§ AANGELEVERDE TEKST:
--*--
Het hof heeft daarbij in het bijzonder het volgende in aanmerking genomen.
Ten laste van de verdachte is bewezenverklaard dat hij zich schuldig heeft gemaakt aan oplichting. De verdachte heeft door te handelen zoals is bewezenverklaard ernstig inbreuk gemaakt op het maatschappelijk vertrouwen. Hij heeft puur gehandeld vanuit zijn eigen behoefte aan financiële middelen en zich kennelijk niets aangetrokken van de financiële schade en van het bij aangever teweeggebrachte gevoel te zijn bedonderd, waarmee hij zijn slachtoffer heeft opgezadeld. Het hof rekent dit de verdachte aan.
Het hof neemt bij het bepalen van de straf de LOVS-oriëntatiepunten voor fraude als uitgangspunt. Deze oriëntatiepunten geven als vertrekpunt bij een benadelingsbedrag tot
€ 10.000 een bandbreedte van 1 week tot 2 maanden onvoorwaardelijke gevangenisstraf of een taakstraf van gelijke hoogte. Daarbij weegt het hof als strafvermeerderende factoren mee dat de verdachte geldelijk voordeel heeft genoten uit de oplichting en dat hij het daardoor ontstane nadeel niet ongedaan heeft gemaakt. Daarnaast heeft de oplichting geleid tot marktverstoring en heeft de verdachte het vertrouwen in het maatschappelijk verkeer, in het bijzonder in spoedeisende situaties waarin medeburgers (ogenschijnlijk) in nood verkeren, aangetast.
Het hof heeft voorts acht geslagen op de inhoud van het uittreksel uit de Justitiële Documentatie d.d. 28 september 2023, betrekking hebbend op het justitiële verleden van de verdachte, waaruit blijkt dat de verdachte meermalen eerder en voorafgaand aan het plegen van het onderhavige feit onherroepelijk is veroordeeld ter zake van oplichting.
Naar het oordeel van het hof kan niet worden volstaan met een straf als door de advocaat-generaal gevorderd of door de verdediging is bepleit, omdat daarin de omstandigheid dat de verdachte reeds eerder voor soortgelijke strafbare feiten is veroordeeld en de mate waarin het bewezenverklaarde persoonlijk leed en schade teweeg heeft gebracht, onvoldoende tot uitdrukking komt. Het hof heeft daarbij uitdrukkelijk acht geslagen op de persoonlijke omstandigheden van de verdachte zoals deze ter terechtzitting in hoger beroep door de raadsman naar voren zijn gebracht. Echter ziet het hof hierin geen aanleiding om aan de verdachte een lichtere of andersoortige straf op te leggen, reeds nu – nog daargelaten het gewicht en het gevolg dat daaraan bij de straftoemeting zou moeten worden toegekend – uit de door de verdediging overgelegde stukken niet is gebleken dat de partner van de verdachte vanaf medio februari 2024 niet in staat zou zijn om de zorg voor het gezin te dragen. Bij gebrek aan een actualisatie daarvan zal het hof daarbij uitgaan van de positieve vooruitzichten die omtrent de gezinssituatie zijn geschetst in de berichtgeving van 31 mei 2022.
--*--
§ AANGELEVERDE GEGEVENS:
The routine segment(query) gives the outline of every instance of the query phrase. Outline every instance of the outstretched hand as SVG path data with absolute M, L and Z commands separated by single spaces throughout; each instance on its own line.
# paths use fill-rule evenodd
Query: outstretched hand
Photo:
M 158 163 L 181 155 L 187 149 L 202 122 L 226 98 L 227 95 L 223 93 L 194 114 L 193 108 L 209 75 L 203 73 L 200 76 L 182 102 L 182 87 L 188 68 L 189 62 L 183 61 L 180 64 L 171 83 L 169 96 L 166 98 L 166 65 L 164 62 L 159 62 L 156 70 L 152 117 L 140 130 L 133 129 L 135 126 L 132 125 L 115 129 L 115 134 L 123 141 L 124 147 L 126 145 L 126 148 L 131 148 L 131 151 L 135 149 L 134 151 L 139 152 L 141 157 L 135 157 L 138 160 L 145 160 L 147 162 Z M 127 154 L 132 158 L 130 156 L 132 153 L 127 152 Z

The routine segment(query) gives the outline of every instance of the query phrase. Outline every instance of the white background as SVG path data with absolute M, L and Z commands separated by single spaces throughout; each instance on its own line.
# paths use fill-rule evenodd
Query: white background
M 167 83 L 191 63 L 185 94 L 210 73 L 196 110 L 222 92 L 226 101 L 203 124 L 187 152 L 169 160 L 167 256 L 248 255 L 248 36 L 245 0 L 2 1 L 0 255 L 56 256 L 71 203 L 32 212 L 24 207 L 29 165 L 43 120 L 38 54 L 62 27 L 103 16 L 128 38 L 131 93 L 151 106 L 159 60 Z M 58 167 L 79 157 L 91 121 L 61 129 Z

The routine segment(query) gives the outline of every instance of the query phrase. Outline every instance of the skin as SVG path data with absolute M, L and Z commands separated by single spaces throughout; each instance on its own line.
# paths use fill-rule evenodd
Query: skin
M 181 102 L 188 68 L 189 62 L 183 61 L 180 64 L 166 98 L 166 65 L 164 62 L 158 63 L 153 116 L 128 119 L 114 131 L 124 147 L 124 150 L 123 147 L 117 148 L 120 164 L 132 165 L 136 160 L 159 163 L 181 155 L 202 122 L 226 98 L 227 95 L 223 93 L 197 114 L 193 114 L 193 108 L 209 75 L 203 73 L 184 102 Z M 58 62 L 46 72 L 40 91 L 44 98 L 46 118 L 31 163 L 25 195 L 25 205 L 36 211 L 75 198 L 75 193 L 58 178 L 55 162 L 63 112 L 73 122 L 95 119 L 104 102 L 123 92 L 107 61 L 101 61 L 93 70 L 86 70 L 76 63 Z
--*--
§ OPDRACHTEN:
A – Beantwoord de volgende vragen aan de hand van de tekst over de strafoplegging.
(i) Voor welk soort delict gelden de LOVS-oriëntatiepunten die het hof als uitgangspunt neemt?
(ii) Van welke datum is het uittreksel uit de Justitiële Documentatie waarop het hof acht heeft geslagen?
(iii) Van welke datum is de berichtgeving waarin positieve vooruitzichten over de gezinssituatie zijn geschetst?
B – Leg in één tot drie zinnen uit waarom het hof volgens de tekst over de strafoplegging niet kan volstaan met de straf die de advocaat-generaal heeft gevorderd of die de verdediging heeft bepleit.
C – Schrijf een vervolg op de tekst over de strafoplegging dat aansluit op de laatste zin.
De lijst heeft niets te maken met de tekst over de strafoplegging.

§ ANTWOORDEN PER OPDRACHT:
A –
(i) Fraude.
(ii) 28 september 2023.
(iii) 31 mei 2022.

B – In zo'n straf komt onvoldoende tot uitdrukking dat de verdachte al eerder voor soortgelijke strafbare feiten is veroordeeld. Ook weerspiegelt die straf onvoldoende in welke mate het bewezenverklaarde persoonlijk leed en schade heeft veroorzaakt.

C –
Gelet op al het vorenstaande is het hof van oordeel dat niet kan worden volstaan met een andere of lichtere sanctie dan een straf die onvoorwaardelijke vrijheidsbeneming voor de hierna te vermelden duur met zich brengt. Alles afwegende is het hof van oordeel dat de oplegging van een
gevangenisstraf voor de duur van 3 maanden met aftrek van voorarrest, passend is bij de persoon van de verdachte en de ernst van en de omstandigheden waaronder het bewezenverklaarde is begaan.
Bij beschikking van de rechtbank Zeeland-West-Brabant d.d. 30 november 2022 is de voorlopige hechtenis van de verdachte geschorst met ingang van 30 november 2022 om 16.30 uur. Ter terechtzitting in hoger beroep heeft de raadsman het hof verzocht het tegen de verdachte verleende geschorste bevel tot voorlopige hechtenis op te heffen. De advocaat-generaal heeft medegedeeld dat zij zich hiertegen niet verzet. Het hof ziet geen termen aanwezig die het noodzakelijk maken dat het bevel tot voorlopige hechtenis in stand blijft.
Het hof zal derhalve het tegen de verdachte verleende bevel tot voorlopige hechtenis opheffen.